[Rows from a pointing dataset]
== == ==
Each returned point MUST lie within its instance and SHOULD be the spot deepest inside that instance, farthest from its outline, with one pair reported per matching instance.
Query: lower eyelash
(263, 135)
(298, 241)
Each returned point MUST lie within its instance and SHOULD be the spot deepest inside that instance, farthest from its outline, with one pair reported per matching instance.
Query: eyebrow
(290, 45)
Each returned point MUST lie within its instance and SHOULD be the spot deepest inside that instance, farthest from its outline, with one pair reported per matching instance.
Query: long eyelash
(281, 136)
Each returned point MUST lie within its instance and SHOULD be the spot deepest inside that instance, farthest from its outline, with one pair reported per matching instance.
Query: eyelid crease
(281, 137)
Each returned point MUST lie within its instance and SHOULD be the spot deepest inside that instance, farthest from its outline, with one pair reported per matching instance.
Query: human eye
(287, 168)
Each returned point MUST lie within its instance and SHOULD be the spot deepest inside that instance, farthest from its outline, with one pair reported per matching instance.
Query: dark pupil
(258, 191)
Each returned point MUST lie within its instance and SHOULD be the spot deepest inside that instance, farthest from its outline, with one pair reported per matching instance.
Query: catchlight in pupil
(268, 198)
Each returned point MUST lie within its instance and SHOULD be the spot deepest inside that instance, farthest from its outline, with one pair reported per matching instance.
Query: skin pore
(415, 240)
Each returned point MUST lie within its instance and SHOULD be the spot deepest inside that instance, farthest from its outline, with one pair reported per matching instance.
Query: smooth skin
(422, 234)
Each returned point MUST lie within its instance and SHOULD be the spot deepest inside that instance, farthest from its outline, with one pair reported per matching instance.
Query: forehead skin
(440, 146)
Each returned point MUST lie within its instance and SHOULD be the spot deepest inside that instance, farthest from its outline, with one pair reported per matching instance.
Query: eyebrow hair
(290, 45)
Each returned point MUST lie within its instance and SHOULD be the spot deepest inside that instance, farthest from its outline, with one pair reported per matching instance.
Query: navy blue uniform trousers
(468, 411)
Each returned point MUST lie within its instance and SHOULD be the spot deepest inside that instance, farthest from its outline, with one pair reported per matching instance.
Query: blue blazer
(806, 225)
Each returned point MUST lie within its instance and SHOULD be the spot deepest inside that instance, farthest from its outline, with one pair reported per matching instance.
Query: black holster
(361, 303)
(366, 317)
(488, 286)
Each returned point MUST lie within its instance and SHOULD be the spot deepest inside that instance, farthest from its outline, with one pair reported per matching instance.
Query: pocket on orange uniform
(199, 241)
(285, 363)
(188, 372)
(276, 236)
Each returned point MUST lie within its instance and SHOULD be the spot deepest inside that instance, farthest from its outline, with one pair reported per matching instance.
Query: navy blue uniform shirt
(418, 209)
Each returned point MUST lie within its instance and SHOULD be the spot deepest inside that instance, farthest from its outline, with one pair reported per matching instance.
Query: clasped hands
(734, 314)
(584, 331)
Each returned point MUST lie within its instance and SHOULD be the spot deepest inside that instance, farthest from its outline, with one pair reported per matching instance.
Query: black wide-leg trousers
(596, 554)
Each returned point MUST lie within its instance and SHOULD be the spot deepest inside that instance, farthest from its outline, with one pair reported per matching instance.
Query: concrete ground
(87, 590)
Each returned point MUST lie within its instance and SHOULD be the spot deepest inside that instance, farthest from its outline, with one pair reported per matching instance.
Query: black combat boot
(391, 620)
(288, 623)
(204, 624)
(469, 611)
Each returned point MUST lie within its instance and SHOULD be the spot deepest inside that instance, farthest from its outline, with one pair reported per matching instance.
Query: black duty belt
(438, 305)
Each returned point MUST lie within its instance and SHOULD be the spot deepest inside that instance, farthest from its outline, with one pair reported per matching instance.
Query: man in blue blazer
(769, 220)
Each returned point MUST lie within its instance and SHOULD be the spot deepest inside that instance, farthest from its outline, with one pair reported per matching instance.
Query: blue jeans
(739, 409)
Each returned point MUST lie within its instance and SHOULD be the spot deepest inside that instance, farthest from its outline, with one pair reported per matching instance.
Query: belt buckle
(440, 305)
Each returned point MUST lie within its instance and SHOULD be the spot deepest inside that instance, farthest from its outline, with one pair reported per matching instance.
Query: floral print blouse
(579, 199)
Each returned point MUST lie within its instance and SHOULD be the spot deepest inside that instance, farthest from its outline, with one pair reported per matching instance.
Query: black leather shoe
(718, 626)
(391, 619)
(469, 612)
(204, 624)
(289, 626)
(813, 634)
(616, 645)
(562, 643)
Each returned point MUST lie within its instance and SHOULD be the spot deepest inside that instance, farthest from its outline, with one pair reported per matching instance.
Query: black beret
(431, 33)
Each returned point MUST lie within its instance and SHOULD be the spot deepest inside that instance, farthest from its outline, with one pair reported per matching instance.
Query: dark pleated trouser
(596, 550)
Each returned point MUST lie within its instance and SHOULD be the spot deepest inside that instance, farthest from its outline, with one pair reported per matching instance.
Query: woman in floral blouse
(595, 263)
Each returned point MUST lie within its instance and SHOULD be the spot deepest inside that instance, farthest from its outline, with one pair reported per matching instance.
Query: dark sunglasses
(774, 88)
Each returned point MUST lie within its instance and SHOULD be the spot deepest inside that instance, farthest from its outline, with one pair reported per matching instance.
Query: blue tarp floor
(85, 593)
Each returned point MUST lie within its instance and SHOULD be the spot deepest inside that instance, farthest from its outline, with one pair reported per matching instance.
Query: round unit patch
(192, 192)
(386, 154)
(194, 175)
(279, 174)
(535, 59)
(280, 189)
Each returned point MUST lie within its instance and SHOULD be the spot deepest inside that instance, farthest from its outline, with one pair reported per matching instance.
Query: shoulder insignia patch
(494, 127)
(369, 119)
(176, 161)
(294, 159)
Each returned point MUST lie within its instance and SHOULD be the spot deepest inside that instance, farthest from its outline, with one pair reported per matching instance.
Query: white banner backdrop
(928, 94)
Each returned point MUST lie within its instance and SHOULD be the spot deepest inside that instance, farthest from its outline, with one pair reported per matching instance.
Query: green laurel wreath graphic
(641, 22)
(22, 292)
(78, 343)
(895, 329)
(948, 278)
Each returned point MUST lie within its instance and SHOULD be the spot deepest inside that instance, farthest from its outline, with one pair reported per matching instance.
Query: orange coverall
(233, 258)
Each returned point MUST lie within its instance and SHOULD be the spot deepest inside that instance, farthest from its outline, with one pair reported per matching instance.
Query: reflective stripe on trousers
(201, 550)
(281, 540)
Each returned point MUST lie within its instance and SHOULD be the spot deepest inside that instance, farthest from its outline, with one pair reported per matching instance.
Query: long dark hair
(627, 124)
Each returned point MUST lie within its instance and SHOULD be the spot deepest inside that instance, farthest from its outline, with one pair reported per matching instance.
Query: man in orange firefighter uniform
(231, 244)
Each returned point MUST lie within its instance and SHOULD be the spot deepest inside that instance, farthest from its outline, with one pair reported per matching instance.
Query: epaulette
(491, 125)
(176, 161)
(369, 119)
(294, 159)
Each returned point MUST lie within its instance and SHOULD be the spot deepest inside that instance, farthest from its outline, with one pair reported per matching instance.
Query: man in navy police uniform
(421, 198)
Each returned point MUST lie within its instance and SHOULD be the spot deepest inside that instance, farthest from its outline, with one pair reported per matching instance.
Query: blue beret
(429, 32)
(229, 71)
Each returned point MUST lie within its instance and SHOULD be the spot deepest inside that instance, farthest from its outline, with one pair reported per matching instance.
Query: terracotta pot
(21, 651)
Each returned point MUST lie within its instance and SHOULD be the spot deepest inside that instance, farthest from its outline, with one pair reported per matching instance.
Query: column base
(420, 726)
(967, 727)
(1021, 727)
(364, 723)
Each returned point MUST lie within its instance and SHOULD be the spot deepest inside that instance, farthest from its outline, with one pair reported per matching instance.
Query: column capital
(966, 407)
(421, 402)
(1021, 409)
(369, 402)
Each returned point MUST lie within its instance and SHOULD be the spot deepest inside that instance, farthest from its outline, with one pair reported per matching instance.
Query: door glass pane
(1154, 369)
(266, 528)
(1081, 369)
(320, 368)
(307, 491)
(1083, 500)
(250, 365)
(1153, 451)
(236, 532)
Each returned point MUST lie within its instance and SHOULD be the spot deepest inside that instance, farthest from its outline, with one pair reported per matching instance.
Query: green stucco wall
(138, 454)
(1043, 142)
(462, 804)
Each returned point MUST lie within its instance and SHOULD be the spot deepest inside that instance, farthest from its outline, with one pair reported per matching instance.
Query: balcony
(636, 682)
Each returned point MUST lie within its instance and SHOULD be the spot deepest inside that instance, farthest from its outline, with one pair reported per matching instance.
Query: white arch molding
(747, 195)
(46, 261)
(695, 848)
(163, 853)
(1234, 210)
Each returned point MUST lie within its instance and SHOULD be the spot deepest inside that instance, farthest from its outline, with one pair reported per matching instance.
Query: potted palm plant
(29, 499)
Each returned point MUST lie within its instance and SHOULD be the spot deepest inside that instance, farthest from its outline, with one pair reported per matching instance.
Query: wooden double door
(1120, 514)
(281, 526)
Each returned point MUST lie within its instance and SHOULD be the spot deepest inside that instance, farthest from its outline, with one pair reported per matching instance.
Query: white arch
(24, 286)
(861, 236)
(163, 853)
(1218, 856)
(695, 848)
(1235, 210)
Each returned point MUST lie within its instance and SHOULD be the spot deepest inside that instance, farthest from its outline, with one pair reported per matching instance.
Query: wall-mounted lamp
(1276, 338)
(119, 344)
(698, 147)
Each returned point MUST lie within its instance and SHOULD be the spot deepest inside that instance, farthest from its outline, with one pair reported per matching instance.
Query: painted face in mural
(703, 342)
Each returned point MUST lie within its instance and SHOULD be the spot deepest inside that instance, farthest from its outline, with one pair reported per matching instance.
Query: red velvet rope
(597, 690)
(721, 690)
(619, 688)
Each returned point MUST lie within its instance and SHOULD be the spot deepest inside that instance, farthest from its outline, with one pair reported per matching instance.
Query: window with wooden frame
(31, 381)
== == ==
• What is expected: Please gather every line of the material above that contains the string "wall", and copy each of those lines in full.

• Expected output:
Query: green stucco wall
Query: wall-mounted lamp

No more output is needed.